Aim of the exercise: Every entry needs to be reproduced exactly.

Top of Data extracts

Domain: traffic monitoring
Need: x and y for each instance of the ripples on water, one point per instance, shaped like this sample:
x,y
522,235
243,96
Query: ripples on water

Bottom of Data extracts

Answer section:
Domain: traffic monitoring
Need: x and y for each instance of the ripples on water, one point per instance, shaped like this sample:
x,y
522,235
243,96
Query: ripples on water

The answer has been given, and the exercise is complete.